Supplied data:
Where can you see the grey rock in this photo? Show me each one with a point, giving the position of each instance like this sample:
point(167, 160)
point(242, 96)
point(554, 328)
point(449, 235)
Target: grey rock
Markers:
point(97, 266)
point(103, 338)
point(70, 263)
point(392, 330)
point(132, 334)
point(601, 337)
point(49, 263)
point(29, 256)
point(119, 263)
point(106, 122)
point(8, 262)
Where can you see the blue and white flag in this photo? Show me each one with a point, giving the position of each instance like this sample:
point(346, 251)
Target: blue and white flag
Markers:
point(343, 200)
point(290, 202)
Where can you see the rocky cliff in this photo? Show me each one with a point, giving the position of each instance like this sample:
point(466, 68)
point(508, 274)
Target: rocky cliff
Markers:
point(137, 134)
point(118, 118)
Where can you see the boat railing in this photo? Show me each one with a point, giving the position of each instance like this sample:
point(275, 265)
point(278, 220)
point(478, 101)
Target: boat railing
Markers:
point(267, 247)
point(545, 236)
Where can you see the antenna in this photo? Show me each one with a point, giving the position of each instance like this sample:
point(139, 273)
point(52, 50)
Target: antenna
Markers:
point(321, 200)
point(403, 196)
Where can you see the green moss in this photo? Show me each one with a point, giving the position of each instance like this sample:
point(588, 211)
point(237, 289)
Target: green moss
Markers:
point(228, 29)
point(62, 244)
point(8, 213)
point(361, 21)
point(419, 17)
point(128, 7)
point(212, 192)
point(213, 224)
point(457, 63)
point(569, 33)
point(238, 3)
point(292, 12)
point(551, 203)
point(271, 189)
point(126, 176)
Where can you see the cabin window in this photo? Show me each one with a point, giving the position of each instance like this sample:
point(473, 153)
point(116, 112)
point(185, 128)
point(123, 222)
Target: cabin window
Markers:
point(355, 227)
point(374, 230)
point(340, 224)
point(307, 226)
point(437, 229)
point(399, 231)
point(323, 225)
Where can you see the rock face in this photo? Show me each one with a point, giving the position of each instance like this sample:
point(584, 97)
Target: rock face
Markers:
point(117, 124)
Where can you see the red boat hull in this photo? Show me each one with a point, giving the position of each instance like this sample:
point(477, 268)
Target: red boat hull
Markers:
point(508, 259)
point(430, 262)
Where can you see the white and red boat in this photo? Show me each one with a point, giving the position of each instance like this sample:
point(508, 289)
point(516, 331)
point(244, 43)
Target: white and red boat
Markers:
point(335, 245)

Task brief: Everything from the line that contains "point(477, 268)" to the last line of the records, restated word for word, is the required output.

Response box:
point(477, 268)
Target: red boat hull
Markers:
point(508, 259)
point(430, 262)
Where can you see the white and red boat in this photo? Show me each one with a point, giving the position of each instance like this sample:
point(508, 289)
point(516, 331)
point(244, 43)
Target: white and red boat
Markers:
point(335, 245)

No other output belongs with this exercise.